**EXERCISE DIRECTIONS**. Please rewrite every row below as a numbered list, leaving out any blank lines.

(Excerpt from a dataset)
───

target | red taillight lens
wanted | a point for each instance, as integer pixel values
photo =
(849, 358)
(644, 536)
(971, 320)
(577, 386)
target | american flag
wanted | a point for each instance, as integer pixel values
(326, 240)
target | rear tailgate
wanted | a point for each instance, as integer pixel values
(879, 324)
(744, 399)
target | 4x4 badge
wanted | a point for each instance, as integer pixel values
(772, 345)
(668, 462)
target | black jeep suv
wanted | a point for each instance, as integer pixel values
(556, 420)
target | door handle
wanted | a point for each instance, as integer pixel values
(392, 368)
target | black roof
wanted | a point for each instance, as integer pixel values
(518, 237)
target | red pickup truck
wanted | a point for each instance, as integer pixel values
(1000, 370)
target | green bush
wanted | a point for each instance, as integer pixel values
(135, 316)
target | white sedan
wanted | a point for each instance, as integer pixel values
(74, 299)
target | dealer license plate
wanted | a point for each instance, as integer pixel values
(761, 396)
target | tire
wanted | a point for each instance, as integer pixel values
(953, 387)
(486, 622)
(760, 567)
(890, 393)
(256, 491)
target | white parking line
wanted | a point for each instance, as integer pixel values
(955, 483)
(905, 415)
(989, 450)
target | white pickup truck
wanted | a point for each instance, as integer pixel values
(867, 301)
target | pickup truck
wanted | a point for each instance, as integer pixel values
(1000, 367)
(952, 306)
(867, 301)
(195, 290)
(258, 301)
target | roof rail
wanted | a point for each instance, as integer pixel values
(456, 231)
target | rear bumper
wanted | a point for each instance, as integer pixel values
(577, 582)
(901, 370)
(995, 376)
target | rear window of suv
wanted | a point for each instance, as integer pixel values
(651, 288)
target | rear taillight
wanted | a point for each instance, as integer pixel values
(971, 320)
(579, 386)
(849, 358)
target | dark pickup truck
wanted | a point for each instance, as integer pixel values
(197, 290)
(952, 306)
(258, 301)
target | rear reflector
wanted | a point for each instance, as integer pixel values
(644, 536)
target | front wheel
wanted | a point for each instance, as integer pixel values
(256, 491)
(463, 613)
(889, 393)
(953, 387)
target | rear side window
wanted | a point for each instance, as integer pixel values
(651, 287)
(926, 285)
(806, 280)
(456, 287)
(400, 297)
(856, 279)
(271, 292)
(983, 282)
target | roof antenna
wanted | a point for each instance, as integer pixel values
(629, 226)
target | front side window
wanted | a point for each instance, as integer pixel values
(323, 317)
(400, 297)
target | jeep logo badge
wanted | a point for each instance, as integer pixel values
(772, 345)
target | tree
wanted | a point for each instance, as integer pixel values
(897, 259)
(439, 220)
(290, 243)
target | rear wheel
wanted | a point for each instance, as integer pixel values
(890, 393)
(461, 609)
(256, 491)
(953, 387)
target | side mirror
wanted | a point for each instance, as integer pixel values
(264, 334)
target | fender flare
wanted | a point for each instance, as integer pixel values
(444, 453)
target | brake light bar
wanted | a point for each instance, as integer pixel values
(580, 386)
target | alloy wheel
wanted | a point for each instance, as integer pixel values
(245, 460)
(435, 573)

───

**REPLY TO THE EXERCISE**.
1. target | red taillight lens
2. wanted | a point for each instance, as integer pixel values
3. photo =
4. (849, 358)
5. (644, 536)
6. (971, 320)
7. (577, 386)
8. target | american flag
9. wanted | a point for each instance, as integer pixel values
10. (326, 240)
11. target | rear tailgate
12. wanted | a point for each instance, as integer pixel values
13. (879, 324)
14. (744, 399)
15. target | 4x4 badge
16. wanted | a point for each instance, as integer pixel values
17. (772, 345)
18. (668, 462)
19. target | black jeep suv
20. wanted | a point for each instance, as integer pixel values
21. (556, 420)
22. target | door handle
23. wanted | a point for each instance, as integer pixel values
24. (392, 368)
25. target | black roof
26. wanted | a point for each instance, as integer pixel values
27. (518, 237)
28. target | red pickup truck
29. wanted | a point for each instance, as integer pixel values
30. (1000, 370)
31. target | green bush
32. wanted | a point for each instance, as integer pixel values
33. (135, 316)
34. target | white sedan
35. wanted | a point for each instance, as integer pixel values
36. (74, 299)
37. target | dealer license plate
38. wanted | a point for each instance, as integer pixel values
39. (761, 396)
40. target | tire
41. wanted | a point for each instance, as integer pixel values
42. (953, 387)
43. (486, 622)
44. (760, 567)
45. (890, 393)
46. (256, 491)
47. target | white parking line
48. wanted | a point for each instance, as integer pixel values
49. (955, 483)
50. (905, 415)
51. (989, 450)
52. target | white pickup truck
53. wanted | a point for each instance, as integer pixel values
54. (867, 301)
55. target | pickup truck
56. wanted | a point for each instance, as integer pixel values
57. (1000, 367)
58. (952, 306)
59. (867, 301)
60. (195, 290)
61. (258, 301)
62. target | roof rail
63. wanted | a point for each instance, as integer pixel values
64. (456, 231)
65. target | rear bumper
66. wanted | a point for each instance, as integer pixel values
67. (577, 582)
68. (901, 370)
69. (995, 376)
70. target | rear window of suv
71. wanted | a point for each instance, as integer pixel values
72. (651, 288)
73. target | rear taillight
74. wanted | a point for each instance, as integer pixel values
75. (971, 320)
76. (579, 386)
77. (849, 358)
78. target | dark pickup truck
79. wanted | a point for each instance, as integer pixel values
80. (197, 290)
81. (952, 306)
82. (258, 301)
83. target | rear reflector
84. wanted | a point for each instance, as integer pixel values
85. (644, 536)
86. target | front wheel
87. wanted | a point for each instance, as integer pixel values
88. (256, 491)
89. (463, 613)
90. (889, 393)
91. (953, 387)
92. target | rear side window
93. wanted | a point for each instance, as integer pixel values
94. (651, 287)
95. (926, 285)
96. (806, 280)
97. (456, 287)
98. (400, 297)
99. (856, 279)
100. (271, 292)
101. (983, 282)
102. target | roof antenna
103. wanted | a point for each instance, as integer pixel values
104. (629, 226)
105. target | front side window
106. wanted | a point for each instance, as integer pixel values
107. (323, 317)
108. (400, 297)
109. target | jeep logo badge
110. wanted | a point for each instance, as integer pixel values
111. (772, 345)
112. target | tree
113. wanted | a point for each instance, as integer pixel values
114. (897, 259)
115. (439, 220)
116. (290, 243)
117. target | rear wheel
118. wanted | a point for each instance, as integer pixel values
119. (890, 393)
120. (461, 609)
121. (256, 491)
122. (953, 387)
123. target | side mirror
124. wanted | a point for each instance, as integer pixel values
125. (264, 334)
126. target | fender flare
127. wanted | a point for each instance, as integer pixel values
128. (444, 453)
129. target | brake light bar
130. wanted | a point for each instance, as integer pixel values
131. (580, 386)
132. target | alloy wheel
133. wanted | a point for each instance, as integer pixel values
134. (245, 460)
135. (435, 573)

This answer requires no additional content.